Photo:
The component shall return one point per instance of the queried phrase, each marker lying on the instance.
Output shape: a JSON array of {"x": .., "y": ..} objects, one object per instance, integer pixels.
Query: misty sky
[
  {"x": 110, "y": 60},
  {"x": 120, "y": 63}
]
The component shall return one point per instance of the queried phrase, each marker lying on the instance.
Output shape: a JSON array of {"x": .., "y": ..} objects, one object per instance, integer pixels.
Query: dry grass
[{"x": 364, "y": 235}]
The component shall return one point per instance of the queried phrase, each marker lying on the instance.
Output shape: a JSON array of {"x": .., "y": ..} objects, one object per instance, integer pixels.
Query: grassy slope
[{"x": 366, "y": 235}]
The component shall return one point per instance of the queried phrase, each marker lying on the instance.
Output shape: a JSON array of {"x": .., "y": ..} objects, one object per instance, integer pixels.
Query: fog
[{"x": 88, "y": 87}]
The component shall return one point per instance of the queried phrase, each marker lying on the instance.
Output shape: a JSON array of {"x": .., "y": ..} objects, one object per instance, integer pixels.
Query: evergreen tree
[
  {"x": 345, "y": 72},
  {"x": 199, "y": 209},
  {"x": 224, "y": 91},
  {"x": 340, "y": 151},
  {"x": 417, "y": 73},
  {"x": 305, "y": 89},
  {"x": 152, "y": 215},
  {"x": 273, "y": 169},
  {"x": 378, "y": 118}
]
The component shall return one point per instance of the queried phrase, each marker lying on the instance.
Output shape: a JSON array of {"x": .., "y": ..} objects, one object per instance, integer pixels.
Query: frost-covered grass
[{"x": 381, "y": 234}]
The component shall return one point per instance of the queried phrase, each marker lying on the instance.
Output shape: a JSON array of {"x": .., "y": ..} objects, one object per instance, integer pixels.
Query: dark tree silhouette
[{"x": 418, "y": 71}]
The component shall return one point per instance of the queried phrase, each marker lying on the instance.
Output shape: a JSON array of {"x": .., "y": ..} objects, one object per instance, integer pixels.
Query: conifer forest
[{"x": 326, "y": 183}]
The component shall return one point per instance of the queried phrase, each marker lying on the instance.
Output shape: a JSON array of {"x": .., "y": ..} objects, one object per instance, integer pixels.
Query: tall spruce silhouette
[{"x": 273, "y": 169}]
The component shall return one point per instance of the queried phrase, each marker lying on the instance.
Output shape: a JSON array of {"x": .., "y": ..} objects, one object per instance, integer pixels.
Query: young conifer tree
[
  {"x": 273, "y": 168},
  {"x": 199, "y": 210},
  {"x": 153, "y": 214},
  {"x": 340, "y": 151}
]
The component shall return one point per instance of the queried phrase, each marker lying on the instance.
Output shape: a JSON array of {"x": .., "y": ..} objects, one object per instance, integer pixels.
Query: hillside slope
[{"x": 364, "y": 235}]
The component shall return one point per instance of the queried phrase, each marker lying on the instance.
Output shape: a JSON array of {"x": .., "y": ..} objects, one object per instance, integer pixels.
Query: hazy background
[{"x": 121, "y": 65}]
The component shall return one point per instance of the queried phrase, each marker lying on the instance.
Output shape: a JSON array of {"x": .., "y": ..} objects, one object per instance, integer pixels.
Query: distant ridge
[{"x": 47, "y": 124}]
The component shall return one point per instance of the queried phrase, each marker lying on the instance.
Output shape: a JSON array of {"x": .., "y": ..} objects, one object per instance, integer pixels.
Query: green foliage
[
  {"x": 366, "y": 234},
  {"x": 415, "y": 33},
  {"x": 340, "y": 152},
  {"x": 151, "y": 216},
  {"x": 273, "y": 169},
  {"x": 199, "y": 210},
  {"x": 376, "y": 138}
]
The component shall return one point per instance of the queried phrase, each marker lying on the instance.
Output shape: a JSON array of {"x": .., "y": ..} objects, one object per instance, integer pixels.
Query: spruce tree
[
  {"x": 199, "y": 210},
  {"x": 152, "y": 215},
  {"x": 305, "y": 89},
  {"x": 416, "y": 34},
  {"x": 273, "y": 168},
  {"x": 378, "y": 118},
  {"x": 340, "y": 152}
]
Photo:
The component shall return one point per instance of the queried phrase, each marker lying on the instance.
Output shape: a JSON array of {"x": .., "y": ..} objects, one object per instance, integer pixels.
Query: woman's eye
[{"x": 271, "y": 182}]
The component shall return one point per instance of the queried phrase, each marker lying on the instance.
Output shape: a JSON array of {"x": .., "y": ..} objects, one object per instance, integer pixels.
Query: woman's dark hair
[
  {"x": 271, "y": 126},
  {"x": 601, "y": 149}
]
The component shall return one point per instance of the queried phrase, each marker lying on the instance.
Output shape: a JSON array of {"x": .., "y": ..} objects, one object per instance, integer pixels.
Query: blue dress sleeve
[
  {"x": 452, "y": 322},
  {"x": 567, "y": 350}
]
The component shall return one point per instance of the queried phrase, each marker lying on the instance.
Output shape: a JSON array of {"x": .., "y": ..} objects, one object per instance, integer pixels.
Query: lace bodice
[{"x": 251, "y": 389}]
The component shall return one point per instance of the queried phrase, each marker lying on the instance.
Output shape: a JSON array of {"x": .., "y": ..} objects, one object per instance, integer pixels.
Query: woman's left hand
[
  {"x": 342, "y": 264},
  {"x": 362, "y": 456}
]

WHAT THE EXERCISE ASKS -> Every record should be given again exactly.

IN RESPONSE ->
Photo:
The component shall return one point per instance of the queried phrase, each marker lying on the instance.
Output shape: a JSON array of {"x": .., "y": ..} objects, one object per instance, integer pixels.
Query: misty sky
[
  {"x": 110, "y": 60},
  {"x": 120, "y": 63}
]
The component shall return one point per instance of the queried phrase, each marker lying on the instance.
Output shape: a JSON array of {"x": .., "y": ..} objects, one object per instance, integer pixels.
Query: dry grass
[{"x": 364, "y": 235}]
The component shall return one point per instance of the queried phrase, each marker lying on the instance.
Output shape: a JSON array of {"x": .., "y": ..} objects, one object per instance, integer pixels.
Query: grassy slope
[{"x": 366, "y": 235}]
The component shall return one point per instance of the queried phrase, each marker lying on the instance.
Output shape: a JSON array of {"x": .., "y": ..} objects, one object per instance, integer pixels.
Query: fog
[{"x": 88, "y": 87}]
The component shall return one point per instance of the queried phrase, each marker lying on the instance.
Output shape: a JSON array of {"x": .., "y": ..} objects, one object per instance, integer pixels.
Query: evergreen tree
[
  {"x": 345, "y": 72},
  {"x": 199, "y": 209},
  {"x": 224, "y": 91},
  {"x": 340, "y": 151},
  {"x": 417, "y": 73},
  {"x": 305, "y": 89},
  {"x": 152, "y": 215},
  {"x": 273, "y": 169},
  {"x": 378, "y": 118}
]
The component shall return one point per instance of the queried phrase, each marker lying on the instance.
Output shape: a JSON array of {"x": .., "y": ..} objects, one object per instance, integer pixels.
Query: frost-covered grass
[{"x": 381, "y": 234}]
The component shall return one point per instance of the queried phrase, each marker lying on the instance.
Output shape: a JSON array of {"x": .., "y": ..} objects, one object per instance, integer pixels.
Query: dark tree silhouette
[{"x": 418, "y": 71}]
The component shall return one point per instance of the queried phrase, each marker lying on the instance.
Output shape: a JSON array of {"x": .., "y": ..} objects, one object per instance, integer pixels.
Query: conifer forest
[{"x": 326, "y": 183}]
The component shall return one point per instance of the queried phrase, each marker lying on the instance.
Output shape: a JSON array of {"x": .., "y": ..} objects, one object per instance, integer pixels.
Query: tall spruce silhouette
[{"x": 273, "y": 169}]
The component shall return one point per instance of the queried phrase, each marker lying on the instance.
Output shape: a JSON array of {"x": .., "y": ..} objects, one object per instance, integer pixels.
Query: young conifer tree
[
  {"x": 273, "y": 168},
  {"x": 199, "y": 210},
  {"x": 153, "y": 214},
  {"x": 340, "y": 151}
]
The component shall return one point per instance of the queried phrase, each marker lying on the instance.
Output shape: a JSON array of {"x": .., "y": ..} objects, one object per instance, integer pixels.
Query: hillside slope
[{"x": 364, "y": 235}]
The component shall return one point per instance of the queried phrase, each marker lying on the instance.
Output shape: a JSON array of {"x": .., "y": ..} objects, one object per instance, integer pixels.
Query: hazy background
[{"x": 121, "y": 65}]
The component shall return one point per instance of the queried phrase, each marker lying on the instance.
Output shape: a JSON array of {"x": .., "y": ..} objects, one object per instance, integer pixels.
Query: distant ridge
[{"x": 47, "y": 124}]
The component shall return one point per instance of the queried phrase, each marker lying on the instance.
Output shape: a JSON array of {"x": .., "y": ..} objects, one object per instance, integer pixels.
Query: green foliage
[
  {"x": 366, "y": 234},
  {"x": 415, "y": 33},
  {"x": 340, "y": 152},
  {"x": 151, "y": 216},
  {"x": 273, "y": 169},
  {"x": 199, "y": 210},
  {"x": 376, "y": 138}
]
The component shall return one point per instance of the queried phrase, each marker lying on the instance.
Output shape: a JSON array of {"x": .., "y": ..} objects, one object per instance, integer pixels.
Query: spruce tree
[
  {"x": 199, "y": 210},
  {"x": 152, "y": 215},
  {"x": 305, "y": 89},
  {"x": 416, "y": 34},
  {"x": 273, "y": 168},
  {"x": 378, "y": 118},
  {"x": 340, "y": 152}
]
Photo:
The component shall return one point per instance of the queried phrase, each marker lying on the instance.
Output shape: a JSON array of {"x": .., "y": ..} objects, one object per instance, integer pixels.
Query: woman's eye
[{"x": 271, "y": 182}]
The component shall return one point per instance of the queried phrase, each marker lying on the instance.
Output shape: a JSON array of {"x": .., "y": ..} objects, one object per instance, integer pixels.
Query: woman's dark hair
[
  {"x": 271, "y": 126},
  {"x": 601, "y": 149}
]
The component shall return one point per instance of the queried phrase, each marker lying on the instance.
Output shape: a JSON array of {"x": .., "y": ..} objects, one object per instance, integer pixels.
Query: blue dress sleeve
[
  {"x": 452, "y": 322},
  {"x": 567, "y": 350}
]
The component shall return one point per instance of the queried phrase, each marker lying on the instance.
Output shape: a JSON array of {"x": .., "y": ..} objects, one object per instance, integer pixels.
Query: lace bodice
[{"x": 251, "y": 389}]
The component shall return one point per instance of the queried phrase, each marker lying on the instance.
Output shape: a JSON array of {"x": .., "y": ..} objects, one object per instance, integer pixels.
Query: woman's left hand
[
  {"x": 342, "y": 264},
  {"x": 362, "y": 456}
]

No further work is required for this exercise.